The French Mastiff is also known as the Dogue de Bordeaux. It is considered one of the more ancient of the French breeds. The Dogue de Bordeaux is most likely a mix of the English molosser (pugnaces Britanniae) and the Roman molosser (canis pugnaces), originating in the period when French Bordeaux was ruled by English kings (1203 – 1453) – who brought their own ferocious bull-, bear- and horse-baiting molossers (then called bulldogs) with them. Some fans argue that the breed also has some Tibetan Mastiff mixed in. In any event, the French Mastiff was one of the European molosser types that were developed and used for baiting large animals and for dogfighting, as well as for attacking wild animals during a hunt. The French Mastiff, like many breeds, almost died out during the second world war, but was salvaged after the war by fans of dogfighting. Present day Dogues de Bordeaux all descend from ten breeding pairs that were left after WWII.
As with all of what we now call ‘breeds’, the Dogues de Bordeaux was just a regional variation of the many molosser types. It originally resembled the Cane Corso. As dog shows came into fashion in the 19th century, English Mastiff blood was again added to get the look of the Dogue de Bordeaux as we know it today. Despite being introduced in the United States in the 1890’s, the French Mastiff remains relatively rare. They gained some popularity in 1989 when one was featured in the film “Turner and Hooch”. The breed standard was reworded in 1993 in the hope of getting kennel club recognition, and this fighting molosser was finally accepted by the American Kennel Club in 2008. The Dogues de Bordeaux officially became a ‘breed’.
The French Mastiff is described by the fans as having a calm and even temperament, but despite their lumbering appearance they can be surprisingly agile. They are known for being loyal to their families. They are comical to watch due to their excessive snoring and drooling. They are a guard dog at heart and can react aggressively to perceived threats. They can be very confrontational and aggressive with strangers. Extreme caution should be taken when introducing them to unfamiliar people.
The French Mastiff has a long history of animal baiting and dogfighting and does not do well with other animals. Socialization from an early age may help reduce aggressive behavior towards other animals, but this is not a guaranteed prevention or solution. Many of these dogs, despite socialization become aggressive towards other animals, especially other dogs. Caution should be taken when introducing them to other animals and allowing them to interact. The Dogue de Bordeaux must be walked on-leash by someone large and heavy enough to control the dog. The French Mastiff does not belong at a dog park.
The French Mastiff is a very powerful breed and requires confident and experienced owners. Obedience training and socialization as a puppy is essential, but may not prevent less desirable behaviors. Training must be consistent and maintained throughout the dog’s lifespan. If you are going to have the French Mastiff loose in your yard, you should have fencing adequate to contain the dog, so as to prevent attacks on passing animals or strangers. The fencing should be high enough that curious children can’t climb over it.

━━━━━━━━━━━━━━━━━━━━

### Questions:
[A] From the passage on the French Mastiff, return everything from "The French Mastiff has" down to "a dog park.", word for word.
[B] Answer these questions using the passage on the French Mastiff:
(i) How many breeding pairs left after WWII do all present-day Dogues de Bordeaux descend from?
(ii) In which film did one appear in 1989?
(iii) In what year did the American Kennel Club accept the breed?

Stored data entries
━━━━━━━━━━━━━━━━━━━━

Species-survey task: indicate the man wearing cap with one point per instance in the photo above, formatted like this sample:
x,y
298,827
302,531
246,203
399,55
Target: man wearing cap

━━━━━━━━━━━━━━━━━━━━

### Problem solutions:
[A]
The French Mastiff has a long history of animal baiting and dogfighting and does not do well with other animals. Socialization from an early age may help reduce aggressive behavior towards other animals, but this is not a guaranteed prevention or solution. Many of these dogs, despite socialization become aggressive towards other animals, especially other dogs. Caution should be taken when introducing them to other animals and allowing them to interact. The Dogue de Bordeaux must be walked on-leash by someone large and heavy enough to control the dog. The French Mastiff does not belong at a dog park.

[B]
(i) Ten
(ii) "Turner and Hooch"
(iii) 2008